In Respect of Completed/Unabated Assessments, No Addition Can Be Made By AO In Absence of Any Incriminating Material Found During The Course of Search

Core issue involved in the appeals is the scope of assessment u/s 153A. question posed for consideration is, as to whether in respect of completed assessments/unabated assessments, whether the jurisdiction of AO to make assessment is confined to incriminating material found during the course of search u/s 132 or requisition u/s 132A or not, i.e., whether any addition can be made by the AO in absence of any incriminating material found during the course of search u/s 132 or requisition u/s 132 A or not.

Revenue argued that once upon the search u/s 132 or requisition u/s 132A, the assessment has to be done u/s 153A and the AO thereafter has the jurisdiction to pass assessment orders and to assess the ‘total income’ taking into consideration other material, though no incriminating material is found during the search even in respect of completed/unabated assessments.

The Court noted that various High Courts of Delhi, Gujarat, Bombay, Karnataka, Orissa, Calcutta, Rajasthan and Kerala have taken the view that no addition can be made in respect of completed/unabated assessments in absence of any incriminating material. The judgment by the Delhi High Court in the case of CIT v. Kabul Chawla, (2015) 61 taxmann.com 412 (Delhi) dated 28.08.2015 has been subsequently followed and approved by the other High Courts. Another lead judgment is the decision of the Gujarat High Court in PCIT Vs. Saumya Construction (2016) 387 ITR 529 (Guj) which has been followed by the Gujarat High Court in the subsequent decisions. Only the Allahabad High Court in the case of PCIT v. Mehndipur Balaji, (2022) 447 ITR 517 has taken a contrary view.

Delhi High Court in the case of Kabul Chawla had summarised the legal position on interpretation of Sec 153A as under:

i. Once a search takes place u/s 132, notice u/s 153A(1) will have to be mandatorily issued to the person searched requiring him to file returns for six AYs immediately preceding the previous year relevant to the AY in which the search takes place.

ii. Assessments and reassessments pending on the date of the search shall abate & total income for such AYs will have to be computed by the AOs as a fresh exercise.

───

▶ _WRITTEN PROBLEM A_
Reproduce the passage on Section 153A assessments word for word, from "ii. Assessments and" up to and including "a fresh exercise.".
The records have no connection to the text above them.

───

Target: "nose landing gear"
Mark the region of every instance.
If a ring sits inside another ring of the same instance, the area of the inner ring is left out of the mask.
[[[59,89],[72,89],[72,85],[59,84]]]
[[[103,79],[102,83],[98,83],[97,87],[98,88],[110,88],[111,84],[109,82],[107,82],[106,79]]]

───

▶ _WRITTEN PROBLEM B_
Transcribe every line of all the records verbatim.

▶ _FULL RESPONSE A_
ii. Assessments and reassessments pending on the date of the search shall abate & total income for such AYs will have to be computed by the AOs as a fresh exercise.

▶ _FULL RESPONSE B_
Target: "nose landing gear"
Mark the region of every instance.
If a ring sits inside another ring of the same instance, the area of the inner ring is left out of the mask.
[[[59,89],[72,89],[72,85],[59,84]]]
[[[103,79],[102,83],[98,83],[97,87],[98,88],[110,88],[111,84],[109,82],[107,82],[106,79]]]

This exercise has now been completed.